* Excerpted records
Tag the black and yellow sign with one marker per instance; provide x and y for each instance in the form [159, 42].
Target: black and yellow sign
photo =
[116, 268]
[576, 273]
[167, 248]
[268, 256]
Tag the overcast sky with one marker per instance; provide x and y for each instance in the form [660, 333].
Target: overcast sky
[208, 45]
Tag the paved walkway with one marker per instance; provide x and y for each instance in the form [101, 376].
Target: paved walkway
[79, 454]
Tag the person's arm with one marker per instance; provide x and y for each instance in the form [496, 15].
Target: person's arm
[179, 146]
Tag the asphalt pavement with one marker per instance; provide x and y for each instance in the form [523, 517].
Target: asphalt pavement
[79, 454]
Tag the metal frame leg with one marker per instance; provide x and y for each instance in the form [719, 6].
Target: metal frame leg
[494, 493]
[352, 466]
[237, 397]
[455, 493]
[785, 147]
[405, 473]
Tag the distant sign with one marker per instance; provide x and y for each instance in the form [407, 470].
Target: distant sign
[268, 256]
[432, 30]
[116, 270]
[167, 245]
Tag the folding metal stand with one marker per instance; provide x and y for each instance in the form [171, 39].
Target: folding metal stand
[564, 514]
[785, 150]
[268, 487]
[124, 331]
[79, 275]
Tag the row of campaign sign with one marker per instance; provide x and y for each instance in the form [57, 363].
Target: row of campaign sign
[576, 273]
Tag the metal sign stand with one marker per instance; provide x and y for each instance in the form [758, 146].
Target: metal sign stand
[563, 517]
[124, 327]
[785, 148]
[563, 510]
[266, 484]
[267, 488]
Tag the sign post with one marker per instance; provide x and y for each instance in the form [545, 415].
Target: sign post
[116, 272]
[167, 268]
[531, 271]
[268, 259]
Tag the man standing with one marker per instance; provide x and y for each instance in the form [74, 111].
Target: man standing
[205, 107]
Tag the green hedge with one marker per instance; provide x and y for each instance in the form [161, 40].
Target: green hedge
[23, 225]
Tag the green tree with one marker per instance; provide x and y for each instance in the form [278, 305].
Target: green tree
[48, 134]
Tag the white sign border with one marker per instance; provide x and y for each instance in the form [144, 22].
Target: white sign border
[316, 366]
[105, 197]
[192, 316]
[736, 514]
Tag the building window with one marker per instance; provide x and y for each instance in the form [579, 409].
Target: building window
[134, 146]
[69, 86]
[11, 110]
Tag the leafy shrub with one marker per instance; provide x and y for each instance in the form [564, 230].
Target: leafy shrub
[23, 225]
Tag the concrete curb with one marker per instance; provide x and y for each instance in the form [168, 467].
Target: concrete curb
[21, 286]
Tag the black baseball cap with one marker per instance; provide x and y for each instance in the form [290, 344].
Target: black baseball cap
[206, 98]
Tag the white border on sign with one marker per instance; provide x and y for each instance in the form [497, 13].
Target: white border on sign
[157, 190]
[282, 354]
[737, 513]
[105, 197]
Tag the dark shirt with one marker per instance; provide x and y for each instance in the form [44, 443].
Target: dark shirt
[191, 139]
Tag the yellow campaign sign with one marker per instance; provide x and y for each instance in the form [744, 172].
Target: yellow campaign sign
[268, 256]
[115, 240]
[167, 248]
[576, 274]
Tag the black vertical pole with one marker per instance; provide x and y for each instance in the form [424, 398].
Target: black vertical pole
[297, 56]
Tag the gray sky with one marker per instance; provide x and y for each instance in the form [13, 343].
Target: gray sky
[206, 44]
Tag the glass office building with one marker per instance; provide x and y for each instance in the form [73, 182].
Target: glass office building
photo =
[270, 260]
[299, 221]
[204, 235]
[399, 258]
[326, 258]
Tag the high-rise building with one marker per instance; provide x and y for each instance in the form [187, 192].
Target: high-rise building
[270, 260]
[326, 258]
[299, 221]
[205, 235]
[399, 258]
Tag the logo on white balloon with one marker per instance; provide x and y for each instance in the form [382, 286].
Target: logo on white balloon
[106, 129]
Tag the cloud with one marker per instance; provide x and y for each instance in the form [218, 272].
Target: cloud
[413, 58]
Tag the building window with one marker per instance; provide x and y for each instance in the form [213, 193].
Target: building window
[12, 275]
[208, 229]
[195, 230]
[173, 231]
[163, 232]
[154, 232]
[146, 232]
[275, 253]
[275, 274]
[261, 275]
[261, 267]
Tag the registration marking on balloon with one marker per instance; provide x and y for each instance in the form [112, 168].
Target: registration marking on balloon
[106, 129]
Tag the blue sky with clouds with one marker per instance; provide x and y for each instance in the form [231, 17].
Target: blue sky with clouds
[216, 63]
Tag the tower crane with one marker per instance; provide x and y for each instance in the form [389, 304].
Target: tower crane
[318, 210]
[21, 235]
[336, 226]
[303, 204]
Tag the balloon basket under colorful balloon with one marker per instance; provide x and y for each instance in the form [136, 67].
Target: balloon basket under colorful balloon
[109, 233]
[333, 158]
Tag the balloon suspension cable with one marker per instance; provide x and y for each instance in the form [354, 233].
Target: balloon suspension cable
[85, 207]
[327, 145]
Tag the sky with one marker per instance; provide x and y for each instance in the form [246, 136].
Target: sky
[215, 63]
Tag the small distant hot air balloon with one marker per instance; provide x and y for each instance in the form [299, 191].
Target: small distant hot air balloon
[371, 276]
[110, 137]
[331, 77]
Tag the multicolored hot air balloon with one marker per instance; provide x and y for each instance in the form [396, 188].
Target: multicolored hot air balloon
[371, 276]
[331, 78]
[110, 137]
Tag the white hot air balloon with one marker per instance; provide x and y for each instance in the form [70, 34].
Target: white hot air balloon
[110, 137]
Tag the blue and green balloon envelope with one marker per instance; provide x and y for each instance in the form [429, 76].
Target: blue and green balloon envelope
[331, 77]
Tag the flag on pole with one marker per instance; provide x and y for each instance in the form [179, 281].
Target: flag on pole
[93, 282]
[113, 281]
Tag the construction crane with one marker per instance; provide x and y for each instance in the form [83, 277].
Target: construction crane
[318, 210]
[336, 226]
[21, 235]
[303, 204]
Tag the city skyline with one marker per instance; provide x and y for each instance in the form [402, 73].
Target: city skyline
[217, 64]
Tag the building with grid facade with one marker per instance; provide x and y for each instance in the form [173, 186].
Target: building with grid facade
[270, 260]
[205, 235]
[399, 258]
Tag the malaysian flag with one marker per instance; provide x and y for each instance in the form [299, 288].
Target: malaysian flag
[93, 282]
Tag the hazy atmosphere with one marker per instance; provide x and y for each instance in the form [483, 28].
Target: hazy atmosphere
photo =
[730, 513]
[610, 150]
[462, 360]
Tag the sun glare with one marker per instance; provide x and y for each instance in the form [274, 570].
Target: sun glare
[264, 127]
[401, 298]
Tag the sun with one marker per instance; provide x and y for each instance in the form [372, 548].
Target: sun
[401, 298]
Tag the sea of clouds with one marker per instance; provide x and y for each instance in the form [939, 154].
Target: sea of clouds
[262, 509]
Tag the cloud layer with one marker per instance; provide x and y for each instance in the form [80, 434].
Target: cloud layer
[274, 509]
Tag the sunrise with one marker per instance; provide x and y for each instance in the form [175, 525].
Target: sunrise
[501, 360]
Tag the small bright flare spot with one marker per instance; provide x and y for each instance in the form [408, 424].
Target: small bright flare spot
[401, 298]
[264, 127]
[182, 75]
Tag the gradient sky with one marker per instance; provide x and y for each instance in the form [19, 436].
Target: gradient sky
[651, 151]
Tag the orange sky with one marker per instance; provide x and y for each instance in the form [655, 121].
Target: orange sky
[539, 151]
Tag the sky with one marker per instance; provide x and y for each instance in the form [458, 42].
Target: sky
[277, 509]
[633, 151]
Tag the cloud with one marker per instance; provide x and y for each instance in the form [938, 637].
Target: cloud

* Description of the task
Using the data above, return each line exactly as written.

* Result for this exercise
Tag the black and yellow sign with one marker per instance; provide x and y for each instance in the form [159, 42].
Target: black and yellow sign
photo =
[116, 268]
[576, 273]
[167, 248]
[268, 256]
Tag the overcast sky with one marker per instance; provide x and y for each instance in the form [660, 333].
Target: overcast sky
[208, 45]
Tag the paved walkway with one marker per instance; provide x and y for each instance in the form [101, 376].
Target: paved walkway
[79, 454]
Tag the person's arm with one marker per instance; provide x and y for each instance in the form [496, 15].
Target: person's arm
[179, 146]
Tag the asphalt pavement with one marker per instance; provide x and y for each instance in the form [523, 517].
Target: asphalt pavement
[79, 454]
Tag the metal frame leg with one marker per instance; provide x and y for each instance in the form [719, 6].
Target: metal frame leg
[494, 493]
[352, 466]
[237, 397]
[455, 493]
[785, 147]
[405, 473]
Tag the distant sign with one marker per instance; provide x and y for each instance in the form [407, 470].
Target: distant sign
[268, 256]
[432, 30]
[116, 270]
[167, 245]
Tag the folding metal stand with one marker per instance; provide x and y for each instance in the form [171, 39].
Target: folding metal stand
[564, 514]
[785, 150]
[268, 487]
[124, 331]
[79, 275]
Tag the row of campaign sign with one marker per instance; provide x and y for each instance in the form [57, 363].
Target: row of campaign sign
[576, 273]
Tag the metal sign stand with one marker per instance; provide x and y for each instance in the form [758, 146].
Target: metal sign stand
[563, 517]
[124, 327]
[785, 148]
[563, 510]
[266, 484]
[267, 488]
Tag the sign post with one marker per instance; provide x and y for each instance in the form [545, 415].
Target: sign post
[116, 272]
[167, 268]
[531, 271]
[268, 259]
Tag the man standing with one marker per instance; provide x and y for each instance in the form [74, 111].
Target: man standing
[205, 107]
Tag the green hedge with one marker per instance; provide x and y for each instance in the form [161, 40].
Target: green hedge
[23, 225]
Tag the green tree with one marker per instance; provide x and y for each instance in the form [278, 305].
Target: green tree
[48, 134]
Tag the white sign border with one marker per instance; provide x and y for each instance in the form [144, 22].
Target: white sign border
[316, 366]
[105, 197]
[192, 316]
[736, 514]
Tag the building window with one marker per instance; provide x and y for each instance in the form [579, 409].
Target: building window
[134, 146]
[69, 86]
[11, 110]
Tag the leafy shrub with one marker per instance; provide x and y for each instance in the form [564, 230].
Target: leafy shrub
[23, 225]
Tag the concrete curb with one marker per instance; provide x and y for each instance in the form [168, 467].
Target: concrete curb
[21, 286]
Tag the black baseball cap with one marker per instance; provide x and y for each instance in the form [290, 344].
Target: black baseball cap
[206, 98]
Tag the white border on sign with one marker per instance; provide x and y for each instance in the form [497, 13].
Target: white border on sign
[157, 190]
[282, 354]
[737, 513]
[105, 197]
Tag the dark shirt with one marker per instance; provide x and y for each instance in the form [44, 443].
Target: dark shirt
[191, 139]
Tag the yellow campaign sign with one marker per instance; provide x and y for each instance in the form [744, 172].
Target: yellow campaign sign
[268, 256]
[115, 240]
[167, 248]
[576, 274]
Tag the black vertical pole with one marker per instance; provide x and y for each instance in the form [424, 398].
Target: black vertical pole
[297, 56]
Tag the gray sky with one marker per instance; provide x and y for each instance in the form [13, 343].
Target: gray sky
[206, 44]
Tag the glass office building with one marker per instance; provide x and y for each instance in the form [73, 182].
Target: glass office building
photo =
[270, 260]
[299, 221]
[204, 235]
[399, 258]
[326, 258]
Tag the high-rise building with one marker per instance; provide x and y for each instance in the form [187, 192].
Target: high-rise building
[270, 260]
[326, 258]
[299, 221]
[205, 235]
[399, 258]
Tag the logo on white balloon with one marker per instance; provide x and y for each instance in the form [382, 286].
Target: logo on white balloon
[106, 129]
Tag the cloud with one marker per instance; provide x and y for each instance in the form [218, 272].
Target: cloud
[413, 58]
Tag the building window with one marker per instance; provide x and y for each instance in the form [213, 193].
Target: building window
[12, 275]
[208, 229]
[195, 230]
[173, 231]
[163, 232]
[154, 232]
[146, 232]
[275, 253]
[275, 274]
[261, 275]
[261, 267]
Tag the registration marking on balloon with one marker per instance; provide x and y for each instance in the form [112, 168].
Target: registration marking on balloon
[106, 129]
Tag the blue sky with clouds with one marker per instance; provide x and y for each instance in the form [231, 17].
Target: blue sky with clouds
[216, 63]
Tag the tower crane with one marker per instance; provide x and y for each instance in the form [389, 304].
Target: tower crane
[318, 210]
[21, 235]
[336, 226]
[303, 204]
Tag the balloon basket under colorful balloon with one marker per instance; provide x and y for each instance in the form [136, 67].
Target: balloon basket under colorful balloon
[109, 233]
[333, 158]
Tag the balloon suspension cable with one marker per instance; provide x and y for each instance in the form [354, 233].
Target: balloon suspension cable
[85, 207]
[327, 145]
Tag the sky with one marker per instance; provide x and y for each instance in the form [246, 136].
Target: sky
[215, 63]
Tag the small distant hot air balloon with one marker per instance; provide x and y for each instance in the form [299, 191].
Target: small distant hot air balloon
[371, 276]
[110, 137]
[331, 77]
Tag the multicolored hot air balloon with one marker per instance; provide x and y for each instance in the form [396, 188].
Target: multicolored hot air balloon
[371, 276]
[331, 78]
[110, 137]
Tag the white hot air balloon with one marker per instance; provide x and y for each instance in the form [70, 34].
Target: white hot air balloon
[110, 137]
Tag the blue and green balloon envelope with one marker per instance; provide x and y for each instance in the form [429, 76].
Target: blue and green balloon envelope
[331, 77]
Tag the flag on pole with one marker per instance; provide x and y for each instance in the form [179, 281].
Target: flag on pole
[93, 282]
[113, 281]
Tag the construction crane with one marker per instance; provide x and y for each instance in the form [83, 277].
Target: construction crane
[318, 210]
[336, 226]
[21, 235]
[303, 204]
Tag the city skyline with one marker per instance; provide x and y for each instance in the form [402, 73].
Target: city skyline
[217, 64]
Tag the building with grid facade with one marker per instance; provide x and y for each instance in the form [173, 186].
Target: building with grid facade
[270, 260]
[205, 235]
[399, 258]
Tag the malaysian flag with one marker per instance; provide x and y for each instance in the form [299, 288].
Target: malaysian flag
[93, 282]
Tag the hazy atmosphere with one marker per instance; provide x and y for each instance in the form [483, 28].
Target: hazy atmosphere
photo =
[730, 513]
[610, 150]
[462, 360]
Tag the sun glare with one marker per instance; provide x and y for each instance in the form [274, 570].
Target: sun glare
[264, 127]
[401, 298]
Tag the sun with one marker per instance; provide x and y for each instance in the form [372, 548].
Target: sun
[401, 298]
Tag the sea of clouds with one marker per instance; provide x and y for each instance in the form [939, 154].
Target: sea of clouds
[262, 509]
Tag the cloud layer with one marker per instance; provide x and y for each instance in the form [80, 434].
Target: cloud layer
[274, 509]
Tag the sunrise with one marker per instance; provide x and y for each instance in the form [175, 525].
Target: sunrise
[501, 360]
Tag the small bright flare spot with one marker per instance; provide x and y for each instance in the form [408, 424].
Target: small bright flare spot
[401, 298]
[264, 127]
[182, 75]
Tag the gradient sky with one marker per instance; provide x and y for each instance in the form [19, 436].
Target: gradient sky
[651, 151]
Tag the orange sky with one marker per instance; provide x and y for each instance in the form [655, 121].
Target: orange sky
[539, 151]
Tag the sky with one marker per instance; provide x and y for each instance in the form [458, 42].
Target: sky
[277, 509]
[633, 151]
Tag the cloud with one marker per instance; provide x and y for each instance in the form [938, 637].
Target: cloud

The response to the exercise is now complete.